• [Records from a dataset]:
----

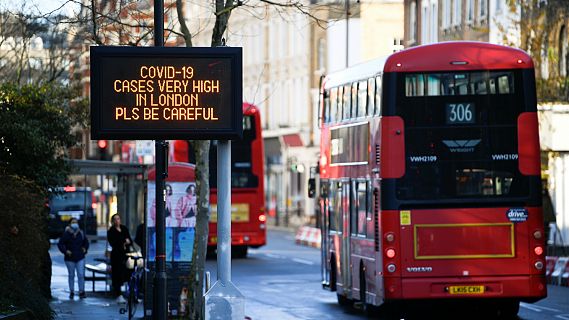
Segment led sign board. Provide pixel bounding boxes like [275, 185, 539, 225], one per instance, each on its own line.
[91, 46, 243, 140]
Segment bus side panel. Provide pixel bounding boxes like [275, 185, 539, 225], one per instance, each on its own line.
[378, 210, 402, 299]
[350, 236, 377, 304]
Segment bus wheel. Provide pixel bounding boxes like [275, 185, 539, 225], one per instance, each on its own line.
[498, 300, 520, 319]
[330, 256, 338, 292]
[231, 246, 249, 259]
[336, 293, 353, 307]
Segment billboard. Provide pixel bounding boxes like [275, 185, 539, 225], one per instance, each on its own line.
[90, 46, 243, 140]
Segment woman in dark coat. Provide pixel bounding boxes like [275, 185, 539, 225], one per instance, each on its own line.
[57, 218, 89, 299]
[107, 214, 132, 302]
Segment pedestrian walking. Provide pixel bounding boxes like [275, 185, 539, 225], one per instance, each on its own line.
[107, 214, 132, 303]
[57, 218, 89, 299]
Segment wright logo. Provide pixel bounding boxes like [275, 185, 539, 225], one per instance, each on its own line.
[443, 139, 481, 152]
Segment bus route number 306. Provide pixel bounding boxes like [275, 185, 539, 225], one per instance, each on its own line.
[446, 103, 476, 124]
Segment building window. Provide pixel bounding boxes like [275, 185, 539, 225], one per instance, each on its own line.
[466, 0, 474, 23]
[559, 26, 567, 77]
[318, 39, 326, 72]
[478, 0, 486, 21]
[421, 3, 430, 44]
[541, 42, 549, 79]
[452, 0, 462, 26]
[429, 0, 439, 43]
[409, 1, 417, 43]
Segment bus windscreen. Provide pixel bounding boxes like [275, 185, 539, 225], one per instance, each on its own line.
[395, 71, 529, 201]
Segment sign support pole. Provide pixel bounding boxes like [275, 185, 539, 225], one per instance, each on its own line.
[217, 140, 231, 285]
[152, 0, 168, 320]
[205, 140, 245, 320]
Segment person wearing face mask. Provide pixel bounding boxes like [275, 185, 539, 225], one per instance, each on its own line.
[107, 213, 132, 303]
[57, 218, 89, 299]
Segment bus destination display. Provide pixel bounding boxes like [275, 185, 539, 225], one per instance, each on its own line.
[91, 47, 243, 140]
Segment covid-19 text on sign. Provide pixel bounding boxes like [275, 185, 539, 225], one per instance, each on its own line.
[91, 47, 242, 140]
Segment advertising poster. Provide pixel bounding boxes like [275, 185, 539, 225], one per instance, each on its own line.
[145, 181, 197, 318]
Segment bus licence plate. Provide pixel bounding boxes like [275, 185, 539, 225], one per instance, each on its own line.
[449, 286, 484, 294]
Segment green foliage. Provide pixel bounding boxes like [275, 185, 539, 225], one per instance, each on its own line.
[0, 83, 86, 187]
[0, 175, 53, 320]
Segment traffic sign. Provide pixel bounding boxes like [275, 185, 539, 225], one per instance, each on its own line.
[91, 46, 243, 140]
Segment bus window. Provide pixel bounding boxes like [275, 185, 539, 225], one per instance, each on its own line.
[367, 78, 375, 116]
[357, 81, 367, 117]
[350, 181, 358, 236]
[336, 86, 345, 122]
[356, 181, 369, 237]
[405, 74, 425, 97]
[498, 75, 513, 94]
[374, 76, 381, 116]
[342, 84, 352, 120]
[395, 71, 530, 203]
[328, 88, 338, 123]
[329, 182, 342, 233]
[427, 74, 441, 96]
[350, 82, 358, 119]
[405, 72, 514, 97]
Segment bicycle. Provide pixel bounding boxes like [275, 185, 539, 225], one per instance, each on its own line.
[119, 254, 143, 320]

----

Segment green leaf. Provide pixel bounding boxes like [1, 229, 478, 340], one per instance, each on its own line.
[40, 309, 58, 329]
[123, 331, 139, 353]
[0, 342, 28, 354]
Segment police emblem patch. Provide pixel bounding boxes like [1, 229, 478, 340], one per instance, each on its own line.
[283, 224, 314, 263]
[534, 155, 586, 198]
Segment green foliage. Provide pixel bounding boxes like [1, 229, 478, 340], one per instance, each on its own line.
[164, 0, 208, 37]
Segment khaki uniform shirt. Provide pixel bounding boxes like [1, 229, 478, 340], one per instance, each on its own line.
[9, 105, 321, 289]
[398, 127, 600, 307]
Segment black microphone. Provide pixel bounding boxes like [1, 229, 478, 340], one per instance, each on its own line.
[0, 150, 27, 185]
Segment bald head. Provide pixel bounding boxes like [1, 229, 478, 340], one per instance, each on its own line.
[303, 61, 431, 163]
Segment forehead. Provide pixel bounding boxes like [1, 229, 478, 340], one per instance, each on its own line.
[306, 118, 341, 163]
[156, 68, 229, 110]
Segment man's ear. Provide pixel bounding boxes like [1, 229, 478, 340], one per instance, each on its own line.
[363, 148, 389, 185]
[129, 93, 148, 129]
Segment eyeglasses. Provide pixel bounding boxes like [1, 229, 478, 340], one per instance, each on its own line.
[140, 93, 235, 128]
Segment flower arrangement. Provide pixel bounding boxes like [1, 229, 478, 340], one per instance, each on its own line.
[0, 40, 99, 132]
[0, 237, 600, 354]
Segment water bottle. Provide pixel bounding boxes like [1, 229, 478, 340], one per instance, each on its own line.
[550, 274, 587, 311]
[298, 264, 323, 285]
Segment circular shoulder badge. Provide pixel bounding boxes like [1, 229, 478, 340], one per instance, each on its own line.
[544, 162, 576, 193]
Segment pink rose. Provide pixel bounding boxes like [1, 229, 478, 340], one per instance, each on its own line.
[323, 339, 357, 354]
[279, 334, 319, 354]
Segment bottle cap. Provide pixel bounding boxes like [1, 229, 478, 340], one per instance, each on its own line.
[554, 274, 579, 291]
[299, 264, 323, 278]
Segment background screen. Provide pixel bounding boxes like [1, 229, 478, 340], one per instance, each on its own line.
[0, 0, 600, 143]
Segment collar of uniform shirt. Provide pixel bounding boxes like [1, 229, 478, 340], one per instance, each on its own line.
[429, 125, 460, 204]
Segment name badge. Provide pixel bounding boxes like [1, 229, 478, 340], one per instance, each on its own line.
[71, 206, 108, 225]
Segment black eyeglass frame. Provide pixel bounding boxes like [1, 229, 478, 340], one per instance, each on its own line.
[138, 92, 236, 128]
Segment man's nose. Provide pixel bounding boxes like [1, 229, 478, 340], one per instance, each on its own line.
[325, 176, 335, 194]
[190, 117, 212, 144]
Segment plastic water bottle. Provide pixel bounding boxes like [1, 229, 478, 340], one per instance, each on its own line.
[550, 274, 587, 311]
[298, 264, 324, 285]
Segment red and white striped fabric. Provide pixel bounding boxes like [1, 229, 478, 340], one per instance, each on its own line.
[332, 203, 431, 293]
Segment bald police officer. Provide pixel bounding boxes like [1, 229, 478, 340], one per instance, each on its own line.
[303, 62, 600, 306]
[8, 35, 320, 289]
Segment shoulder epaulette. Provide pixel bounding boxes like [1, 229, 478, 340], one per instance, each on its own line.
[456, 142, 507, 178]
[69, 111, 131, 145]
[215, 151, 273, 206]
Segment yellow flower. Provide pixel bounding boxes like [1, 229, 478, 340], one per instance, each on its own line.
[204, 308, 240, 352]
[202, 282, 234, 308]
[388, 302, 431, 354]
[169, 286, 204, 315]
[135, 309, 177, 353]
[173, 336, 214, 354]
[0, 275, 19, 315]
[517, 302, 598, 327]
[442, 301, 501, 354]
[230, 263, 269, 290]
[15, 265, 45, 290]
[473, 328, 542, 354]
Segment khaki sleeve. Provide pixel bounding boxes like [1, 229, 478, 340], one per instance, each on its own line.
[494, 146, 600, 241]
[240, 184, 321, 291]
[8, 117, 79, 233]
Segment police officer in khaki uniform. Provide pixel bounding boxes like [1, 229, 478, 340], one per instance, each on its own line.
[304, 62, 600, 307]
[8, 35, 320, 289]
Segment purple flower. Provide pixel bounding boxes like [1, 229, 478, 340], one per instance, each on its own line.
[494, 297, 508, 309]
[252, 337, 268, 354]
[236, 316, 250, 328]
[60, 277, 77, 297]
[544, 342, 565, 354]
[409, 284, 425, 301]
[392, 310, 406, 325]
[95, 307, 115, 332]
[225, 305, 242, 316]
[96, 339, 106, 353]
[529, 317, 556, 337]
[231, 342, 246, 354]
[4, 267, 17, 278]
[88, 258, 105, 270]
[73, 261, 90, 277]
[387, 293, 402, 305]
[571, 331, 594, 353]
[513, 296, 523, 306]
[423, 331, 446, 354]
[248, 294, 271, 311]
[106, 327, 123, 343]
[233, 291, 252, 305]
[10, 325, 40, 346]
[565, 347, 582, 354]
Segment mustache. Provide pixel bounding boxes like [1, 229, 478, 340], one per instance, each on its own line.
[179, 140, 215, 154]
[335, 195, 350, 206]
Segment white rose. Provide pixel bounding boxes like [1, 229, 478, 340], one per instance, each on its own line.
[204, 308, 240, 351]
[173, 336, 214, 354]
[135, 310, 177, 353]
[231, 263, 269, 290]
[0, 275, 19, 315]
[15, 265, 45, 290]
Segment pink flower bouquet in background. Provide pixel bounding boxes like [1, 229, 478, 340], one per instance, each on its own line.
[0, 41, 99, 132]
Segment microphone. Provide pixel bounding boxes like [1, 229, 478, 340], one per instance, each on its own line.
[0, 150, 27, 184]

----

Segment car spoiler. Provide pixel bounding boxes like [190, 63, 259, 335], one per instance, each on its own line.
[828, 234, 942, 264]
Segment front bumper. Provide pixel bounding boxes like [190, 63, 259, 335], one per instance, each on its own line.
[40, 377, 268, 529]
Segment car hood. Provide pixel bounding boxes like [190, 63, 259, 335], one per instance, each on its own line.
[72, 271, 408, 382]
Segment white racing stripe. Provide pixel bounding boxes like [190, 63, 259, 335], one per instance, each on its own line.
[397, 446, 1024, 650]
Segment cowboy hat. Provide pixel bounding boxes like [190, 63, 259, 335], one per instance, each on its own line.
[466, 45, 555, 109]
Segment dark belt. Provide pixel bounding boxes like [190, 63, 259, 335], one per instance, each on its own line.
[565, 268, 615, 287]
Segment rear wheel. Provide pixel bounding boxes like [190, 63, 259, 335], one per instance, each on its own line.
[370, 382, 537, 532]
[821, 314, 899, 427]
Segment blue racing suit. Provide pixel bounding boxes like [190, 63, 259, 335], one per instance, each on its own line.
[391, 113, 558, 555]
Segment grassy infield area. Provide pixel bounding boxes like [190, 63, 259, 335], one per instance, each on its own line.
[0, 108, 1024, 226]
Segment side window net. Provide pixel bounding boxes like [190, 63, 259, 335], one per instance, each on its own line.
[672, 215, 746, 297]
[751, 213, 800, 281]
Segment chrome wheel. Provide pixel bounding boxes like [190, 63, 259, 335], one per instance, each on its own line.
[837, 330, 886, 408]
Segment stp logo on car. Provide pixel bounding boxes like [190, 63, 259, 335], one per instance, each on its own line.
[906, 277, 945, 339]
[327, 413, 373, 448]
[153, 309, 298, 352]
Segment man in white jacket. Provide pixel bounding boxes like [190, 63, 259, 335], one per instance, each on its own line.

----

• [GOAL OF THE EXERCISE]:
Convert the part of the material above that opens with the line containing "Segment shoulder epaulette." and closes with the line containing "[215, 151, 273, 206]" into a JSON list of strings, one string per line, with blank lines left out.

• [TASK RESPONSE]:
[
  "Segment shoulder epaulette. Provide pixel bounding boxes like [1, 229, 478, 340], one per instance, each on its own line.",
  "[456, 142, 507, 178]",
  "[69, 111, 131, 145]",
  "[215, 151, 273, 206]"
]